Task: Reproduce each of the following lines verbatim, preserving every character and the original order.
——
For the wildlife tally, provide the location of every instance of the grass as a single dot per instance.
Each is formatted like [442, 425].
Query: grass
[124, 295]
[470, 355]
——
Solved exercise:
For the wildlife tally, provide the location of every instance of the grass as a single dot per instance.
Each is formatted like [442, 425].
Query: grass
[124, 295]
[470, 355]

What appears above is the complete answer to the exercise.